= The request =
Find each line in the records below that contains the word "foliage" and copy those lines in full. Treat case as significant when matching.

= Given records =
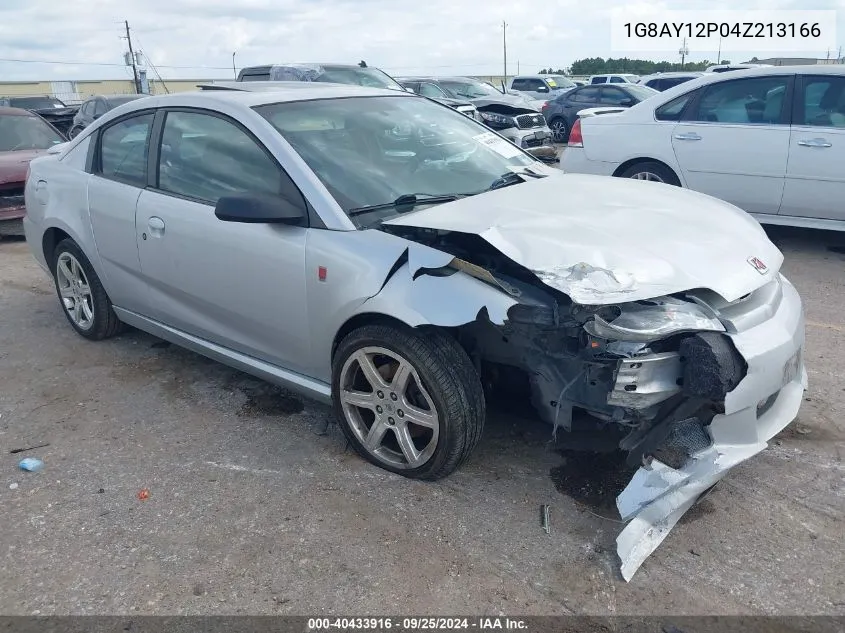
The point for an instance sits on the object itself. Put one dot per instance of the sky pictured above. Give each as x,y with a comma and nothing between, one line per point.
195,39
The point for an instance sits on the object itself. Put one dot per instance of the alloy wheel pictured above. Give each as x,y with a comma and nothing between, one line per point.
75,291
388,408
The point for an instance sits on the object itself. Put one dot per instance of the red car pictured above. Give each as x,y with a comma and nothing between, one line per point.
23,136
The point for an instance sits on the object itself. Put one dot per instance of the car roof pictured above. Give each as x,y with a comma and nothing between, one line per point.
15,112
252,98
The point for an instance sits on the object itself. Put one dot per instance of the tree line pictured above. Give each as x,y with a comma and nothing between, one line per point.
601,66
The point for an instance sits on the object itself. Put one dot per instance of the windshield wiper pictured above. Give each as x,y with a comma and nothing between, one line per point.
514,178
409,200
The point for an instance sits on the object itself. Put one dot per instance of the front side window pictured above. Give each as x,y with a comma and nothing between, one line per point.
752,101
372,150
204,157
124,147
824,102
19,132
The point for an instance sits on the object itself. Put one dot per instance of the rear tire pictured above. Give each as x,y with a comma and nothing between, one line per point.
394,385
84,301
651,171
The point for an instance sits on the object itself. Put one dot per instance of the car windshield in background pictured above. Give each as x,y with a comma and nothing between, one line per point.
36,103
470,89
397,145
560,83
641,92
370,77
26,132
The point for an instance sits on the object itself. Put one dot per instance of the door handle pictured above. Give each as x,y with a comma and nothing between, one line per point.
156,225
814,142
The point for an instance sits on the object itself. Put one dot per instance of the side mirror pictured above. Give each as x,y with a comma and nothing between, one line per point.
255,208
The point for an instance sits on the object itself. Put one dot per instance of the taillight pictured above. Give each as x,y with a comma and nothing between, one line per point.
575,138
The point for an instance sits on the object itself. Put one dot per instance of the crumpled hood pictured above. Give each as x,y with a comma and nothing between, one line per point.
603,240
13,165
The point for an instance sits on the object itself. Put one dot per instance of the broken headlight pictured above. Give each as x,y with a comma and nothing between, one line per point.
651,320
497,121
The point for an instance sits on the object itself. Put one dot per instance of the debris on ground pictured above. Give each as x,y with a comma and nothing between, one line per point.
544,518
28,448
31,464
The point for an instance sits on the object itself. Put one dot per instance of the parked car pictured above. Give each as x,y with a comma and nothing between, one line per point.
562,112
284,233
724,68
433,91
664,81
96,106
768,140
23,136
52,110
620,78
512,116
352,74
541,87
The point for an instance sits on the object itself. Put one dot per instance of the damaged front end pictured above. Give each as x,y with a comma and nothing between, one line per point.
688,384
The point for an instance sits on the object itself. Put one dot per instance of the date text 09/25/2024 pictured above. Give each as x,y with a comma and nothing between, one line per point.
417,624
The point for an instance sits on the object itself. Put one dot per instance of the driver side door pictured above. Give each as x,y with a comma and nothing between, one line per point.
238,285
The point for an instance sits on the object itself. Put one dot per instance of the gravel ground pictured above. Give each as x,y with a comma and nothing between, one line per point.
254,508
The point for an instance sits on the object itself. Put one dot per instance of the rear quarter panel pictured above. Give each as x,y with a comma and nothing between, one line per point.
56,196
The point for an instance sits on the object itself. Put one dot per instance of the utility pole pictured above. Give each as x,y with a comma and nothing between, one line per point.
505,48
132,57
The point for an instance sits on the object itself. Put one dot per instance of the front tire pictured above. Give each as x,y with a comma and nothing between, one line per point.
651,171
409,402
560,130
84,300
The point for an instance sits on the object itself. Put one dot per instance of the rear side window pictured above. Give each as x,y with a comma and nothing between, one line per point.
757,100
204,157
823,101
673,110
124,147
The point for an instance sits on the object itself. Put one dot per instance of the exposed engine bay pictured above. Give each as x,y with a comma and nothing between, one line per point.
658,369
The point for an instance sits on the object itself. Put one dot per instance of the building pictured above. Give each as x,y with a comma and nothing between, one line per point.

* * *

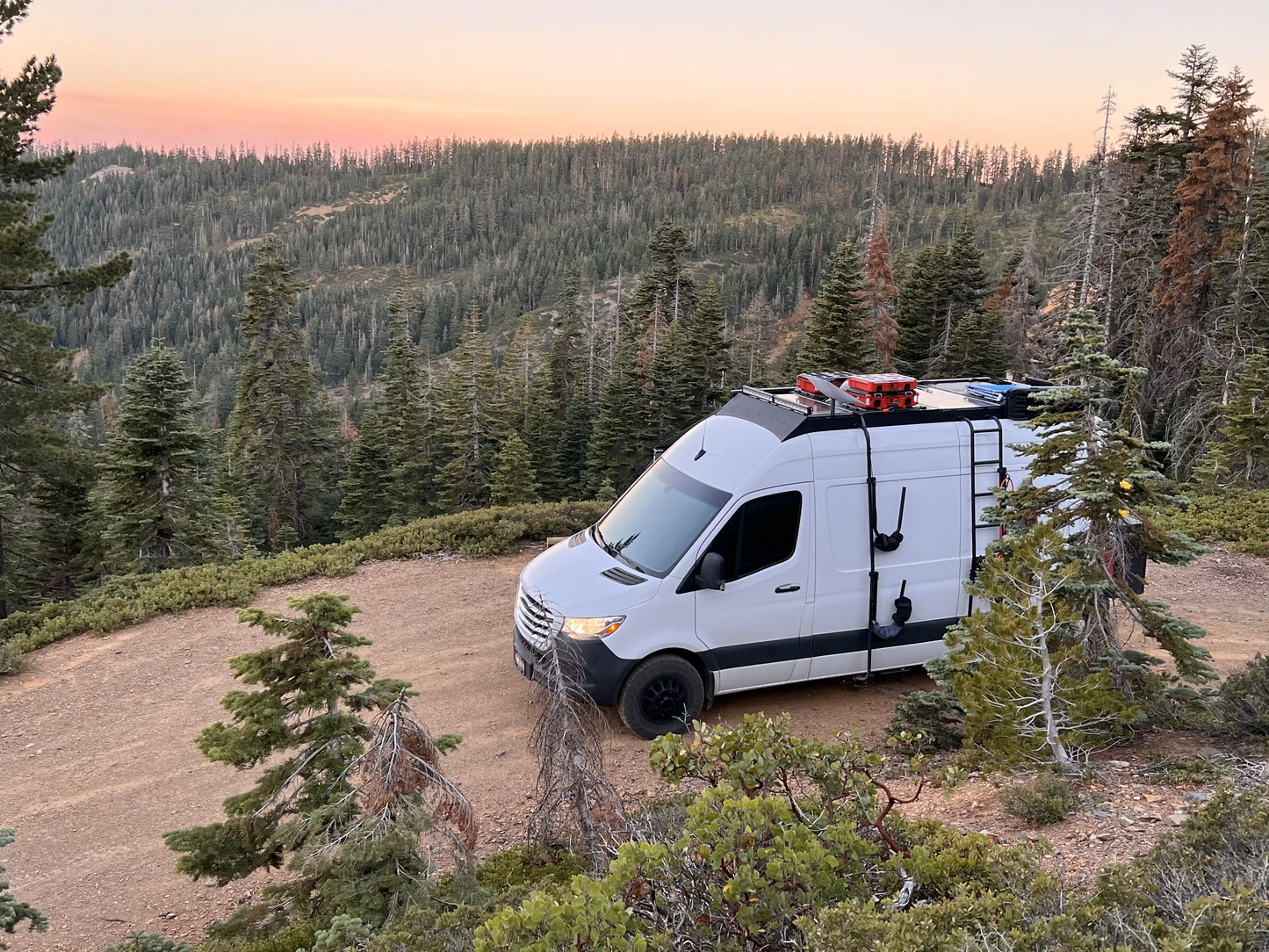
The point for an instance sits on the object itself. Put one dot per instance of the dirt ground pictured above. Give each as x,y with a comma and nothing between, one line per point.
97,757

--

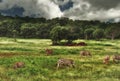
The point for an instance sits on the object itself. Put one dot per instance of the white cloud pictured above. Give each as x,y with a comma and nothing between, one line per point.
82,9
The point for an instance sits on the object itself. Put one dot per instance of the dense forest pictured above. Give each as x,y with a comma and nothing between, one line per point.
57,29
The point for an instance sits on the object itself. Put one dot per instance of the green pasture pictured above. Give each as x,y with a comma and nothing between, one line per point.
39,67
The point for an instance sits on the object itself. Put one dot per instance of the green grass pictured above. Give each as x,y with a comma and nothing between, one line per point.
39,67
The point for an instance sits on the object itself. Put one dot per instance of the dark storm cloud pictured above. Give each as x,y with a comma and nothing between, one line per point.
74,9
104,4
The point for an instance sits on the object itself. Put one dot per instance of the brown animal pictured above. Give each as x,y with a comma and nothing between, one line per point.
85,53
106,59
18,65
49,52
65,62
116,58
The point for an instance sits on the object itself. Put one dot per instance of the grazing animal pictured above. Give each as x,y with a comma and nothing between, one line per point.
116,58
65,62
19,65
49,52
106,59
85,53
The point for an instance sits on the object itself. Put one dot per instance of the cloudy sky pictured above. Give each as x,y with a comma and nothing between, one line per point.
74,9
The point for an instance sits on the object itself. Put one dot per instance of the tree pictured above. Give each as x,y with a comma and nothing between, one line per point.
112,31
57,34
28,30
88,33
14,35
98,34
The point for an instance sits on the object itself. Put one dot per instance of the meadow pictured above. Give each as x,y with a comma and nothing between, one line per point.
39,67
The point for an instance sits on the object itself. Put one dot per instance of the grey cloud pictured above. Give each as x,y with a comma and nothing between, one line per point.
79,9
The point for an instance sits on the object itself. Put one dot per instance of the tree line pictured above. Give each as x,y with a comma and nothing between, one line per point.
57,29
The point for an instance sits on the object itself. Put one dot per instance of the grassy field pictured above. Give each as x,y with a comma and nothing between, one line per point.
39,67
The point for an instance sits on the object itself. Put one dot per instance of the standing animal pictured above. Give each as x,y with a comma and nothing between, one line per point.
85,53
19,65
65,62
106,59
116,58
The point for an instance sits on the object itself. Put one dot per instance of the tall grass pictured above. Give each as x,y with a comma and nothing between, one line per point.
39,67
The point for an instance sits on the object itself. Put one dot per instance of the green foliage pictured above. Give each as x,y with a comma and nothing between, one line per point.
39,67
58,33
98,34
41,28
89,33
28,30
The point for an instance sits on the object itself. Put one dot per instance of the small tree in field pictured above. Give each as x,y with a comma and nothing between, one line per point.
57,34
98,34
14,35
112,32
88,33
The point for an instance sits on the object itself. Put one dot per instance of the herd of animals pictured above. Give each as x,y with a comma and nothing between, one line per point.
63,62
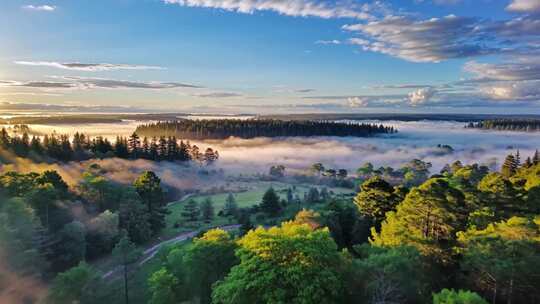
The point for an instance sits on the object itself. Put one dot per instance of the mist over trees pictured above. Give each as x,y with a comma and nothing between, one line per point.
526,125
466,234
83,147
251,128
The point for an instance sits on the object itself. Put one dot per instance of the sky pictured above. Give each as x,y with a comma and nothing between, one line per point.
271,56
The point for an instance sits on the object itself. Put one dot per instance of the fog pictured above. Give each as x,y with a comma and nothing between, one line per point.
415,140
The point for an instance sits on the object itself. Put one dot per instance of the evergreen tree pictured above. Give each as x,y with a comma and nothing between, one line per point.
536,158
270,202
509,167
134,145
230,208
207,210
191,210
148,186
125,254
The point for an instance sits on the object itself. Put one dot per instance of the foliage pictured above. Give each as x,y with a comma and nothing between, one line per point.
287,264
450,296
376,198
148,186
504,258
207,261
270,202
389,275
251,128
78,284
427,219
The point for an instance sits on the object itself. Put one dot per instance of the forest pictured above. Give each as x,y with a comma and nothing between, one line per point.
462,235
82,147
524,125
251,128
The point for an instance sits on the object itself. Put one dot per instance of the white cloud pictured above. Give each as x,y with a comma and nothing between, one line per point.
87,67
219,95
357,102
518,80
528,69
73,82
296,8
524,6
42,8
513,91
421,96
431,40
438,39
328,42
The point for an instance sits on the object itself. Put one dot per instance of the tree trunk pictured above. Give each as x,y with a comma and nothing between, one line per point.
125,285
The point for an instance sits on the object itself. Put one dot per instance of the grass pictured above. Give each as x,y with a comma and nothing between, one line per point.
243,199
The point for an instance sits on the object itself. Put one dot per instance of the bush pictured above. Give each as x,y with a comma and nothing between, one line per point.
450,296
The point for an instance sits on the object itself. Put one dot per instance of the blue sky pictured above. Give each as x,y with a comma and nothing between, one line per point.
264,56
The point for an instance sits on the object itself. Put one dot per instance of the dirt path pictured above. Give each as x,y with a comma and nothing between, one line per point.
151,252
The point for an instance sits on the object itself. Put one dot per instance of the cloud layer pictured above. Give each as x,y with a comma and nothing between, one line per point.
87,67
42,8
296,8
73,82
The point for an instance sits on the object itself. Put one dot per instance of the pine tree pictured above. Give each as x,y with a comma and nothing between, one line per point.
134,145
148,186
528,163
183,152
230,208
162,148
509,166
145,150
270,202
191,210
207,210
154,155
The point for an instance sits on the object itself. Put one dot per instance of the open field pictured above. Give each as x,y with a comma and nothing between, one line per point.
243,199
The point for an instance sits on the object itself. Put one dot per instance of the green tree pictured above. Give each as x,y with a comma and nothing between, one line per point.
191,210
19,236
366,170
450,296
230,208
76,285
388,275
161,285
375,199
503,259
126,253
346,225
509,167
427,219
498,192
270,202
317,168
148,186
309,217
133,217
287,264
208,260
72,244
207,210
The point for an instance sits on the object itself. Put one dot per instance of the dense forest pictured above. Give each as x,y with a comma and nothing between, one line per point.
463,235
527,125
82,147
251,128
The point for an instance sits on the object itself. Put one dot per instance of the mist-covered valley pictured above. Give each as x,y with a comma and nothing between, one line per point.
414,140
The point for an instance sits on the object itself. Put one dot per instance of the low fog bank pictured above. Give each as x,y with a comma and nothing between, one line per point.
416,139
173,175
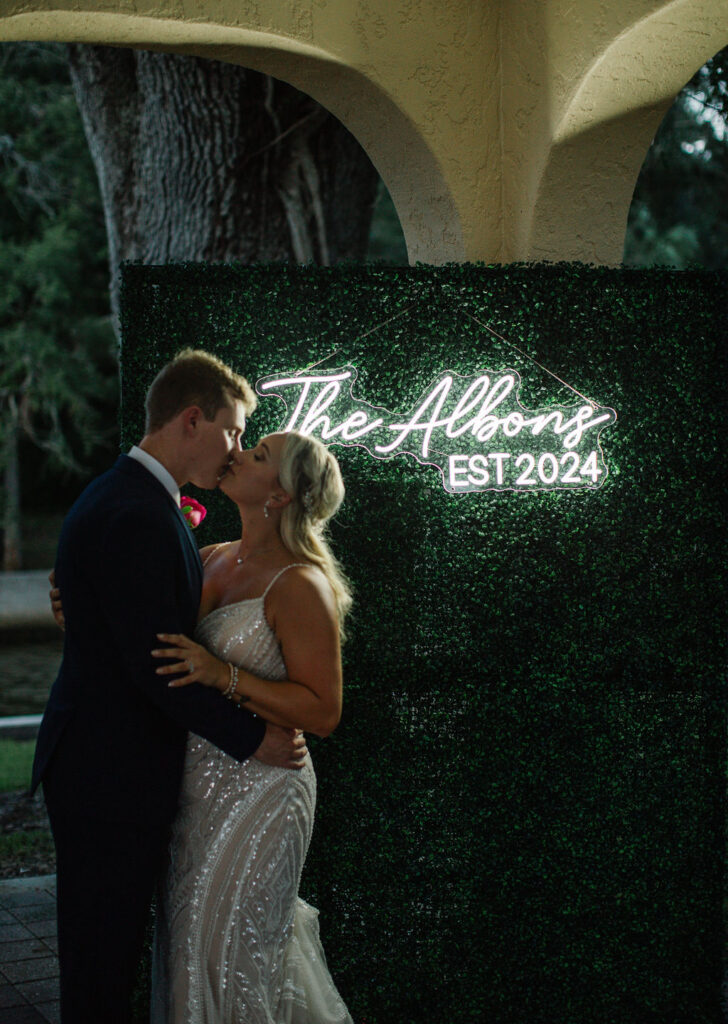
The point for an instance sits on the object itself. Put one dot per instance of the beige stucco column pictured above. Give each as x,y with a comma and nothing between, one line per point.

= Output =
The point for an instance sits on the object itself. Put one dot per instance of the green foliage pictured above. Give each as x,y with a comma and nothing between, one line per point.
The point for an instance sits on the object itself. Put one dot per instance of the foliage pictured above. Give each as x,y with a comma and nothing between, one line per point.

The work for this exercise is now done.